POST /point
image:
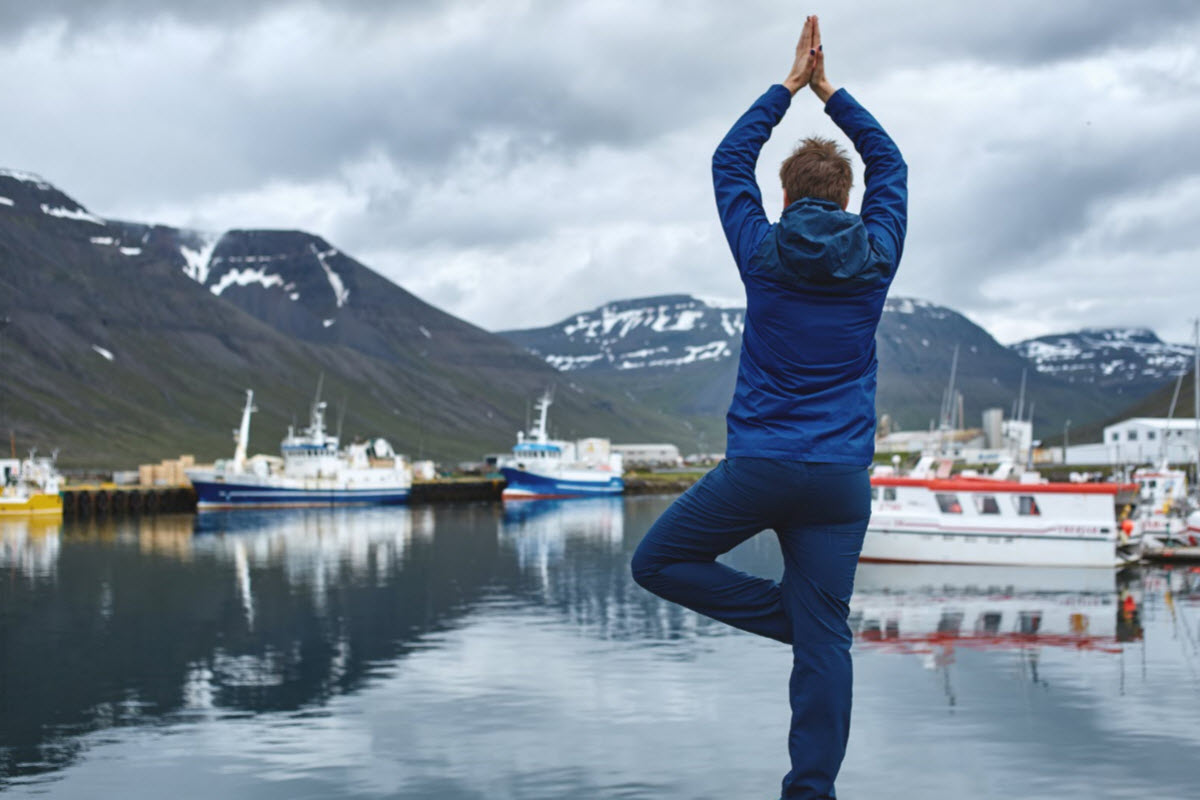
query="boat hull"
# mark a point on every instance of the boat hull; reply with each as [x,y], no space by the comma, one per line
[34,505]
[525,485]
[934,546]
[227,494]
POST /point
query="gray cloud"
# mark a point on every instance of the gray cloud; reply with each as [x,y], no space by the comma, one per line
[556,155]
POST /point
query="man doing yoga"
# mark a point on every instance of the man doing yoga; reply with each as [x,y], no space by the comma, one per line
[802,422]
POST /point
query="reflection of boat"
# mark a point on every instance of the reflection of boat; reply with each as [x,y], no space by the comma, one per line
[541,528]
[919,609]
[312,471]
[973,519]
[30,486]
[541,468]
[30,545]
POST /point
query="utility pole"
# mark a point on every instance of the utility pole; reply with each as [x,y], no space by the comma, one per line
[1195,394]
[4,365]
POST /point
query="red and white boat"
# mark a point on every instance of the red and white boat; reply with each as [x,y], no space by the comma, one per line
[988,519]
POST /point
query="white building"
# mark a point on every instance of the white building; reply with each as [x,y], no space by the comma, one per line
[655,455]
[1140,440]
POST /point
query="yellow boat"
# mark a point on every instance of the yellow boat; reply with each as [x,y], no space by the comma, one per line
[29,487]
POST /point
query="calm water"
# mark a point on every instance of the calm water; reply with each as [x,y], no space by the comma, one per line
[469,653]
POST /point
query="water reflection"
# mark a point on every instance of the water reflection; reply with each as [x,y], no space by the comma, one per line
[217,619]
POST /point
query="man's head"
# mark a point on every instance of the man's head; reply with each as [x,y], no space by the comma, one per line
[817,168]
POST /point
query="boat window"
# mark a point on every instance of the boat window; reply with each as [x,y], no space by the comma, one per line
[1027,506]
[987,504]
[949,503]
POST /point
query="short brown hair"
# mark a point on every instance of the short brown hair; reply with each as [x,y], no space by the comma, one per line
[817,168]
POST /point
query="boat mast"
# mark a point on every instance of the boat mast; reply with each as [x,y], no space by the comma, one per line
[317,419]
[1164,451]
[1195,391]
[946,423]
[539,432]
[243,435]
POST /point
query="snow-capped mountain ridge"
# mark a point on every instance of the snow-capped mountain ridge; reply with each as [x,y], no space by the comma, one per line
[663,331]
[1108,356]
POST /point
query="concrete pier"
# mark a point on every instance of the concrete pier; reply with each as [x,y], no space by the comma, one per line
[87,501]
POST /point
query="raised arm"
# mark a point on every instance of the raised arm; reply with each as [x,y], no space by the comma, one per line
[738,198]
[886,196]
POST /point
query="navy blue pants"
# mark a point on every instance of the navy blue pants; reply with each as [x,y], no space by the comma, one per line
[820,513]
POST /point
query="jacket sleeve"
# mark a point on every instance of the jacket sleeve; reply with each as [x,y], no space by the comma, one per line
[738,199]
[886,197]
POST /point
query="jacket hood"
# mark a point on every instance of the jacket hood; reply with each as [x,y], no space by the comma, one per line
[817,241]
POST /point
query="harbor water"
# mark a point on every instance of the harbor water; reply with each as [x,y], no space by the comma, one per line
[485,651]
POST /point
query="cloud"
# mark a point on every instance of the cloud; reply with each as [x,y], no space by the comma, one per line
[517,162]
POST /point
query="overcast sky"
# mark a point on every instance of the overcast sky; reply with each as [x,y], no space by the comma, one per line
[515,162]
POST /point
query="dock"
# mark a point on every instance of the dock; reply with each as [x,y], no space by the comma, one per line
[88,500]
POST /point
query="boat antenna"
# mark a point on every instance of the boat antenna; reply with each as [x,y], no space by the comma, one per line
[4,397]
[1195,390]
[321,382]
[1170,414]
[1020,398]
[341,416]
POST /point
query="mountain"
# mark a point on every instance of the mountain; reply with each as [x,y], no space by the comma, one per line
[678,354]
[1128,360]
[1157,403]
[131,342]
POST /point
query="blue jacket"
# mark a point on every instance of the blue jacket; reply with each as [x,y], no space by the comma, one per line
[815,287]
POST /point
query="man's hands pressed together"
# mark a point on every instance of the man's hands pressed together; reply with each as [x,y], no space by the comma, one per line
[809,66]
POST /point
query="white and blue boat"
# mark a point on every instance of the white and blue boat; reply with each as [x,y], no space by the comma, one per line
[311,470]
[544,468]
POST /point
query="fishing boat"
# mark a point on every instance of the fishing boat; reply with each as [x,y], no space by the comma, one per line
[30,486]
[995,519]
[544,468]
[1009,516]
[311,470]
[1168,516]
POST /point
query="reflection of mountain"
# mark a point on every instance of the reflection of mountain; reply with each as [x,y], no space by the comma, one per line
[132,624]
[438,612]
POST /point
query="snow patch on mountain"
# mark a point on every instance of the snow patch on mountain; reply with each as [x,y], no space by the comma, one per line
[197,259]
[64,212]
[246,277]
[27,178]
[1107,355]
[915,306]
[666,331]
[341,294]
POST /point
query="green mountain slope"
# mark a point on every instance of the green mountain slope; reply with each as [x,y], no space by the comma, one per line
[118,353]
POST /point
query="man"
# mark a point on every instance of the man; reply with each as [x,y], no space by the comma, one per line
[802,422]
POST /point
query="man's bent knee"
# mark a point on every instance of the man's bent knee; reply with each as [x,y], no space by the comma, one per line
[645,567]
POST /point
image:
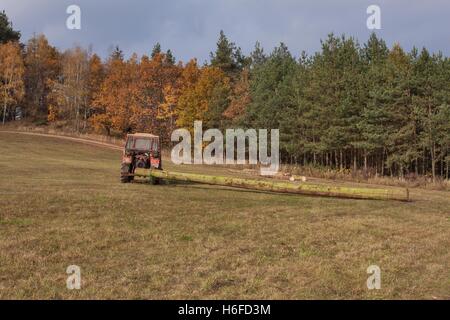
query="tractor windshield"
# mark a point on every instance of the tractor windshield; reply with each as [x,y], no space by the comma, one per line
[139,144]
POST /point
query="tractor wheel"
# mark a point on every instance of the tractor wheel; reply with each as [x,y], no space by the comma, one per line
[125,170]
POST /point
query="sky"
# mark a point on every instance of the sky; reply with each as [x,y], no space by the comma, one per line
[190,28]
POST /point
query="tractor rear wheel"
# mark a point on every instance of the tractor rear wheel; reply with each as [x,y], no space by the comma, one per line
[124,173]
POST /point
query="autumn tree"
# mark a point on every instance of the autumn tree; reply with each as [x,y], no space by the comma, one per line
[11,78]
[42,66]
[204,98]
[70,93]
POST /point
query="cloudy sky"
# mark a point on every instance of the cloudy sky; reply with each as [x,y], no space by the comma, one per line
[190,27]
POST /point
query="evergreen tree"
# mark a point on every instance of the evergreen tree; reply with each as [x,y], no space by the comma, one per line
[7,33]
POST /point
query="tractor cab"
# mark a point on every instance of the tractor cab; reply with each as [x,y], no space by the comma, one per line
[142,150]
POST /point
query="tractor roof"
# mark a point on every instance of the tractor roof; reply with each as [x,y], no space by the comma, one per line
[143,135]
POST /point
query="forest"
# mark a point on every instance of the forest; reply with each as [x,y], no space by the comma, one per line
[350,106]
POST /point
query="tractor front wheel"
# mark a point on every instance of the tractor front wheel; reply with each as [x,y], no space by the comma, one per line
[124,173]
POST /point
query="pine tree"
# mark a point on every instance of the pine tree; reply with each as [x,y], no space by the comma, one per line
[7,33]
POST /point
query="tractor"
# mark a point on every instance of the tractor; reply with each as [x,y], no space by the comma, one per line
[142,150]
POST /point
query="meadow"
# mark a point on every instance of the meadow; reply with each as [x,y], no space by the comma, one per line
[61,204]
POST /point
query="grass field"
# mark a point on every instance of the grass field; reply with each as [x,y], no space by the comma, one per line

........

WORK REQUIRED
Write out the material above once more, word for word. Images stay out.

OUTPUT FOR THIS EXERCISE
POST /point
image:
query="boat hull"
# mark a point on every instance of the boat hull; reply with each as [x,y], no space by the comma, one per line
[34,505]
[525,485]
[934,546]
[227,494]
POST /point
query="gray cloud"
# mark a point on every instance of the gray cloud; reply with each as [x,y], no space by the comma, one per line
[556,155]
POST /point
query="man doing yoga"
# mark a point on every instance of the man doing yoga; reply with each as [x,y], no space by the comma, one per line
[802,422]
POST /point
query="reflection of boat"
# mark a point on every instance of the reflection of boat; reply with each as [x,y], no space by the comma, one per line
[541,528]
[919,609]
[312,471]
[973,519]
[30,486]
[541,468]
[30,545]
POST /point
query="utility pole"
# mark a point on every instance of the utility pole; reply with each as [x,y], no space by the comma, one per line
[1195,394]
[4,365]
POST /point
query="red and white boat"
# mark a point on every instance of the red and white boat; reply with each as [x,y], no space by the comma, one per line
[988,519]
POST /point
query="white building"
# mark a point on every instance of the white building; reply with each as [x,y], no space by the comma, one per line
[655,455]
[1140,440]
POST /point
query="yellow boat"
# mark a point on every instance of the yellow boat; reply with each as [x,y], no space by the comma, one per line
[29,487]
POST /point
query="calm water"
# mark a point on every instance of the calm water; reply with each as [x,y], no space by the comma, one per line
[469,653]
POST /point
query="water reflection"
# mark a point on every instance of the water reflection; reply with each as [x,y], no space by the comma, one per line
[217,619]
POST /point
query="man's head"
# mark a point on every instance of the man's head; reply with each as [x,y], no space by the comma, one per line
[817,168]
POST /point
query="boat window"
# mark a point on every instance of the boat window; reply with each as [x,y], no space by the comma, one per line
[1027,506]
[987,504]
[949,503]
POST /point
query="short brown hair"
# mark a point on every instance of the short brown hair; reply with each as [x,y], no space by the comma, one per line
[817,168]
POST /point
query="boat mast"
# mark a point on every instance of the boat mast; reply with each as [x,y], no space by the comma, one per line
[317,419]
[1164,451]
[1195,391]
[946,423]
[539,432]
[243,435]
POST /point
query="snow-capped mountain ridge"
# mark a point on every instance of the snow-capped mountain ridge; reply with each as [x,y], no space by the comma, one per line
[663,331]
[1108,356]
POST /point
query="concrete pier"
# mark a point on every instance of the concrete pier; reply with each as [x,y], no space by the comma, one per line
[87,501]
POST /point
query="raised arm"
# mark a point on every instance of the raised arm; reply with each as [x,y], no space by the comma, one per line
[738,198]
[886,196]
POST /point
query="navy blue pants"
# mark a point on every instance of the navy blue pants; reply with each as [x,y], no space by the comma, one per line
[820,513]
POST /point
query="jacket sleeve"
# mark a point on every instance of the jacket sleeve; reply with each as [x,y], no space by the comma, one per line
[738,199]
[886,197]
POST /point
query="jacket hood"
# mark a point on every instance of the jacket hood; reply with each as [x,y], no space by the comma, one per line
[817,241]
POST /point
query="harbor water"
# mark a point on every instance of the harbor water; reply with each as [x,y], no space by the comma, one per line
[485,651]
POST /point
query="cloud"
# mark a point on every instance of the cloud; reply with each as [x,y], no space by the comma, one per line
[517,162]
POST /point
query="overcast sky"
# mark a point on every instance of the overcast sky; reply with each as [x,y], no space by the comma, one per line
[515,162]
POST /point
query="dock"
# mark a point on every instance of the dock; reply with each as [x,y], no space by the comma, one per line
[88,500]
POST /point
query="boat antenna"
# mark a point on every instance of the boat antenna; reply with each as [x,y], no space by the comma, one per line
[4,397]
[1195,390]
[321,382]
[1170,414]
[1020,398]
[341,416]
POST /point
query="mountain"
# mark a point on every instance of the mountain; reply with each as [x,y], no space by the comma, one per line
[678,354]
[1128,360]
[1157,403]
[131,342]
POST /point
query="blue jacket"
# mark a point on every instance of the blue jacket; reply with each as [x,y], no space by the comma, one per line
[815,287]
POST /point
query="man's hands pressed together"
# mark a point on every instance of the man's hands pressed together; reply with each as [x,y], no space by the comma, one per line
[809,66]
POST /point
query="white and blue boat"
# mark a point on every instance of the white and blue boat; reply with each as [x,y], no space by the comma, one per line
[311,470]
[544,468]
POST /point
query="fishing boat"
# mark a point on every instance of the fishing boat; reply with each as [x,y], no space by the comma, one per line
[30,486]
[995,519]
[544,468]
[1009,516]
[311,470]
[1168,516]
POST /point
query="reflection of mountain"
# mark a point on every instance of the reflection of mountain; reply with each as [x,y], no space by the comma, one per line
[132,624]
[438,612]
POST /point
query="snow patch on mountain"
# mark a point on every instance of the snow patch on mountain; reply with each as [x,y], no space by the comma, one per line
[197,259]
[64,212]
[246,277]
[27,178]
[1107,355]
[915,306]
[666,331]
[341,294]
POST /point
query="green mountain slope"
# mark a point on every instance of the green mountain slope; reply with each as [x,y], no space by the comma, one per line
[118,353]
POST /point
query="man"
# mark a point on every instance of the man; reply with each as [x,y], no space by the comma, one per line
[802,422]
POST /point
query="man's bent knee"
# mark a point on every instance of the man's bent knee; reply with each as [x,y], no space by the comma, one per line
[645,567]
POST /point
image:
query="tractor windshield"
# mark a point on every instance of the tractor windshield; reply with each as [x,y], no space by the comma, one per line
[139,144]
POST /point
query="tractor wheel"
# mark a point on every instance of the tractor wheel; reply with each as [x,y], no space by the comma, one per line
[125,170]
POST /point
query="sky"
# mark a point on every instance of the sky; reply with each as [x,y], no space by the comma, one per line
[190,28]
POST /point
query="tractor rear wheel"
# mark a point on every instance of the tractor rear wheel; reply with each as [x,y], no space by the comma, one per line
[124,173]
POST /point
query="autumn tree"
# mark a point on every instance of the autumn tree; reply with each as [x,y], no space by the comma, one per line
[11,78]
[42,66]
[204,98]
[70,93]
POST /point
query="cloudy sky"
# mark a point on every instance of the cloudy sky; reply with each as [x,y], no space by the comma, one per line
[190,27]
POST /point
query="evergreen tree"
# mark a point on every instance of the evergreen tree; reply with each as [x,y], no space by the comma, one per line
[7,33]
POST /point
query="tractor cab"
# mark a point on every instance of the tractor cab; reply with each as [x,y], no space by the comma, one per line
[142,150]
POST /point
query="tractor roof"
# mark a point on every instance of the tractor roof; reply with each as [x,y], no space by the comma, one per line
[143,135]
POST /point
query="forest"
# mark a point on every instance of the forest; reply with each as [x,y], no space by the comma, one per line
[350,106]
POST /point
query="tractor front wheel"
# mark a point on every instance of the tractor front wheel; reply with each as [x,y], no space by the comma, one per line
[124,173]
POST /point
query="pine tree"
# mark a point on every instance of the pine tree; reply with each as [x,y], no space by the comma, one per line
[7,33]
POST /point
query="tractor"
# mark a point on every instance of the tractor; reply with each as [x,y], no space by the comma, one per line
[142,150]
POST /point
query="meadow"
# mark a point on every instance of the meadow; reply with each as [x,y], no space by the comma, one per line
[61,204]
POST /point
query="grass field"
# mark a point on every instance of the grass field; reply with each as [x,y], no space by the comma, one per line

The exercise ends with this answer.